Set problem 1:
In the court report, what did magistrate Walusiku rule the video was?

========================================

Magistrate Walusiku observed that the witness was supposed to show the court what he was talking about and could only do that by viewing the said video.

She said the argument by the defence counsels that viewing the video evidence before production could amount to a mistrial, was aimed at misleading the court and defeating the course of justice.

“PW1 was supposed to show the court that what he purported to say, was what was in the said ID1. He was therefore supposed to show the court what he is talking about. It goes therefore that he could only show the court what he was talking about by way of viewing the said video to confirm that what he was saying was what was inside the said DVD. I wonder how PW1 was going to confirm that ID1 was what he purported it to be if the contents were not viewed? There is no other way that PW1 could have confirmed the contents without viewing it’s contents. Therefore the issue raised by the defence that viewing ID1 before production leads to a mistrial is aimed at misleading the court and defeating the course of justice,” she said.

And magistrate Walusiku ruled that there was no breach of computer generated evidence and that the video was the best evidence that the witness could have used.

“The second issue is the issue raised by the defence that the rules of evidence on computer generated evidence are being breached. PW1 told the court that the computer that was used was in good working condition and could not be tempered with. This excluded the danger of manipulation and as such there was no breach of computer generated evidence. In this case, ID1 was the best evidence that PW1 could have used,” she said.

Magistrate Walusiku further said that the court nowadays admitted all relevant evidence and did not just confine itself to the best evidence.

========================================

Set problem 2:
Give the part of the stored records that opens with the line containing "Expected: for every instance of the wooden plank" and runs through the end of the records as a JSON list of strings, one string per line, with blank lines left out.

[Stored records]
========================================

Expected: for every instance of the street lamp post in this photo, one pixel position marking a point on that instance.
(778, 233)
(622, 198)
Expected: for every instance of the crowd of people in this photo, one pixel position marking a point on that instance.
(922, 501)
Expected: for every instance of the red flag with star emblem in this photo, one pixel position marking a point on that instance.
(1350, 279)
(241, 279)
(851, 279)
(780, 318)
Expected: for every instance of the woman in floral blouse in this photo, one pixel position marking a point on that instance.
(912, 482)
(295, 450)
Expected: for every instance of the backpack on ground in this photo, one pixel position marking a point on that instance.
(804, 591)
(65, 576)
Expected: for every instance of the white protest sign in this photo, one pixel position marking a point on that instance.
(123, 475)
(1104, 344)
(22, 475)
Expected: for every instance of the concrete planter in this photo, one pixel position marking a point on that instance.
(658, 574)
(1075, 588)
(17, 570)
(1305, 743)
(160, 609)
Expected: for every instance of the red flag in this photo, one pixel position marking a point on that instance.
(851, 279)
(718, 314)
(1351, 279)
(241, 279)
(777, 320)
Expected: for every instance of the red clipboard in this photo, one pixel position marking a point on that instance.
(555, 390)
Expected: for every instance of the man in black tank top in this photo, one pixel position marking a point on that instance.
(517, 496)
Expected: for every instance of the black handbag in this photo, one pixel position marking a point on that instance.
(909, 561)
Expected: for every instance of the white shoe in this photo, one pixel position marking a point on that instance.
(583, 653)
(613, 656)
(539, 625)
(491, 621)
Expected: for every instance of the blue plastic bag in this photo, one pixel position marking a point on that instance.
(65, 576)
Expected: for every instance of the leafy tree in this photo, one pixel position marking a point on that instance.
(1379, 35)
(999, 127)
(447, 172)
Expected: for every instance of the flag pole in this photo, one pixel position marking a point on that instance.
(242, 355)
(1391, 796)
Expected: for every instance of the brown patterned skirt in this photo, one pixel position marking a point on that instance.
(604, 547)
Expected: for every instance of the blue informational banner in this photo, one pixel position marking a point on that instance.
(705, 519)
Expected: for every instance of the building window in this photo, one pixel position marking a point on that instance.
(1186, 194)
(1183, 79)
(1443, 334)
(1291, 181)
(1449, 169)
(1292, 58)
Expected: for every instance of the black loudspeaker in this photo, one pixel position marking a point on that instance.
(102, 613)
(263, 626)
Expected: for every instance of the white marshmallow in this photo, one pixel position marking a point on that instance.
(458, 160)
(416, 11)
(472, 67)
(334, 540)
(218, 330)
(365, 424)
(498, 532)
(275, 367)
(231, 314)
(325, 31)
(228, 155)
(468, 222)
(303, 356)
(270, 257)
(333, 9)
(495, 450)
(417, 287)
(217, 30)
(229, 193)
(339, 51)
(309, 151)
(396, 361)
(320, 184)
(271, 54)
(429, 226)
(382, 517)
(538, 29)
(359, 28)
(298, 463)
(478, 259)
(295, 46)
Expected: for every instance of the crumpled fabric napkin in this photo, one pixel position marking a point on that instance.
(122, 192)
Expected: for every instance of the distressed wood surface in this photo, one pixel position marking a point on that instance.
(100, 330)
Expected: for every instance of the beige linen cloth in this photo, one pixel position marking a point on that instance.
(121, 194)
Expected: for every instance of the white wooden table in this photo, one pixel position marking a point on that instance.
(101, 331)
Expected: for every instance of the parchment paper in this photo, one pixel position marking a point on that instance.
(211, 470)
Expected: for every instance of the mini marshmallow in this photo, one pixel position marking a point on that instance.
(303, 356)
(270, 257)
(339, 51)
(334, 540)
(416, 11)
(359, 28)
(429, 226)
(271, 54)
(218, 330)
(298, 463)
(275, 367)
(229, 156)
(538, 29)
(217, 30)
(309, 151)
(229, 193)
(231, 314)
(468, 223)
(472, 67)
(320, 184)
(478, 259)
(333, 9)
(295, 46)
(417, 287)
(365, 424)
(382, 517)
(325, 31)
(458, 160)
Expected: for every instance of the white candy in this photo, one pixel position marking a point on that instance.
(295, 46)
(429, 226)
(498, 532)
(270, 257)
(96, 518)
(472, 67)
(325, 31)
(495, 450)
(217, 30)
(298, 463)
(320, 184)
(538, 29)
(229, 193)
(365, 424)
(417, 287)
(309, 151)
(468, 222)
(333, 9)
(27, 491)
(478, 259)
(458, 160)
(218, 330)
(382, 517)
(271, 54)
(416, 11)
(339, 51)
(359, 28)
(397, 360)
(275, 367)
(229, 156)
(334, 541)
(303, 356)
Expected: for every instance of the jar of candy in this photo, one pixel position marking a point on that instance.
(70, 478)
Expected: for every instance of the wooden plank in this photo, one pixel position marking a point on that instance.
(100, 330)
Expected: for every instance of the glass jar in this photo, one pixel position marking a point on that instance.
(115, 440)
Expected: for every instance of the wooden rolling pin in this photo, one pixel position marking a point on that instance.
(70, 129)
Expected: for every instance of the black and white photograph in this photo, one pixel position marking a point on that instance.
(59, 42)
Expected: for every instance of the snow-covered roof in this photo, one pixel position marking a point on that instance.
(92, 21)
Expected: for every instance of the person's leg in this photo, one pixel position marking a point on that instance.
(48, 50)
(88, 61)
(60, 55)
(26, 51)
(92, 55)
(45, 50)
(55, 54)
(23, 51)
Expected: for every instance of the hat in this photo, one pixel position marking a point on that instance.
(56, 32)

========================================

Correct answer 1:
The best evidence that the witness could have used.

Correct answer 2:
[
  "Expected: for every instance of the wooden plank in this photo, one pixel position marking a point on that instance.",
  "(100, 330)",
  "Expected: for every instance of the glass jar in this photo, one pixel position marking a point on that instance.",
  "(115, 440)",
  "Expected: for every instance of the wooden rolling pin in this photo, one pixel position marking a point on that instance.",
  "(70, 129)",
  "Expected: for every instance of the black and white photograph in this photo, one pixel position marking a point on that instance.",
  "(59, 42)",
  "Expected: for every instance of the snow-covered roof in this photo, one pixel position marking a point on that instance.",
  "(92, 21)",
  "Expected: for every instance of the person's leg in this photo, one pixel position marking a point on that instance.",
  "(48, 50)",
  "(88, 61)",
  "(60, 55)",
  "(26, 51)",
  "(92, 55)",
  "(45, 50)",
  "(55, 54)",
  "(23, 51)",
  "Expected: for every instance of the hat in this photo, one pixel position marking a point on that instance.",
  "(56, 32)"
]